▶ _Instructions to follow_
Using the data that follows, return exactly the lines from the one that contains "Target: bus door" through the one that contains "Target: tree foliage", ends included.

─── Given information ───

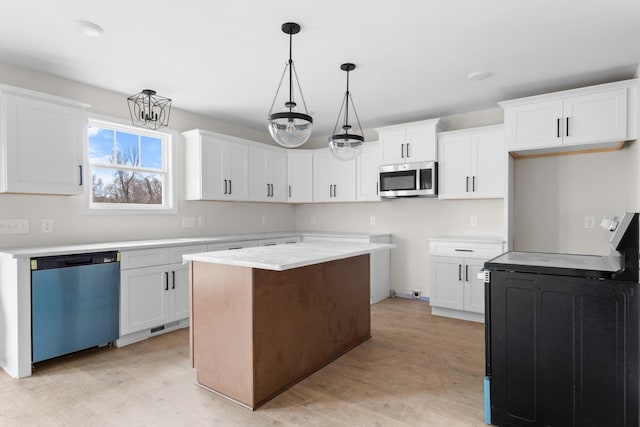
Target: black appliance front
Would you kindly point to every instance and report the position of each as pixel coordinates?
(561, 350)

───
─── Given information ───

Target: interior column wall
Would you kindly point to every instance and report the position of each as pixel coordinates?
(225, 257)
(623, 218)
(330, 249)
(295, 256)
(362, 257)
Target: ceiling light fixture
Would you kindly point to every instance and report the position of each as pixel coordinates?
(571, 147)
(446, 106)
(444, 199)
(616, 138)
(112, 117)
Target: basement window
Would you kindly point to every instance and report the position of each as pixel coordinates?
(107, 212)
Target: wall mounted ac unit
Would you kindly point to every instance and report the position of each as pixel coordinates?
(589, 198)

───
─── Given information ───

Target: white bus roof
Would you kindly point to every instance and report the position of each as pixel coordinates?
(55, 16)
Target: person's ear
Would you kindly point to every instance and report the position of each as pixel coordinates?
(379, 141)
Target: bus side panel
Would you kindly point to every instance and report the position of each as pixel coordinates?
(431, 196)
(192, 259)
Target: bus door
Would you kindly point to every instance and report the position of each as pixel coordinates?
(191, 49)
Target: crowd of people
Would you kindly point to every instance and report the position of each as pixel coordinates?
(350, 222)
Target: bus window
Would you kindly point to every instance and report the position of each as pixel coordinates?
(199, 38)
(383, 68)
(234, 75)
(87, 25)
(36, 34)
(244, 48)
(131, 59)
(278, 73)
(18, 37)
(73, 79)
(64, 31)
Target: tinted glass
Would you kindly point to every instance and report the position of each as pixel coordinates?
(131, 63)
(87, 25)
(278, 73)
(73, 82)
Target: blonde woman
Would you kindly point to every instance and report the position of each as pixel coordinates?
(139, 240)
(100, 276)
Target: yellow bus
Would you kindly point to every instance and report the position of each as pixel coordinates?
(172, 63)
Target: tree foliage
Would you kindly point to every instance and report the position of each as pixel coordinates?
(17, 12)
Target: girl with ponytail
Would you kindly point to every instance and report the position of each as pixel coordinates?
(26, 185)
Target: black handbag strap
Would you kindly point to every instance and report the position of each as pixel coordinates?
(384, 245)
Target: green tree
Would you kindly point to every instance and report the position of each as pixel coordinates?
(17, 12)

───

▶ _Answer area_
Target: bus door
Would you kindly point to every instance and report the position of each as pixel coordinates?
(191, 49)
Target: crowd of people
Would you kindly point to every instance and report the position of each as pixel coordinates?
(350, 222)
Target: bus window
Would you kindly point to every instance and report the position of each as pixel coordinates?
(199, 38)
(383, 68)
(234, 75)
(87, 25)
(36, 34)
(244, 48)
(131, 59)
(278, 73)
(18, 37)
(73, 79)
(64, 31)
Target: tinted glass
Would you kindly point to every instance and report the position of each as pixel coordinates?
(131, 63)
(87, 25)
(278, 73)
(73, 82)
Target: blonde woman
Would you kindly point to every instance and report the position of each as pixel coordinates?
(139, 240)
(100, 276)
Target: yellow bus
Would you kindly point to every instance and report the position of each as pixel coordinates?
(172, 63)
Target: tree foliage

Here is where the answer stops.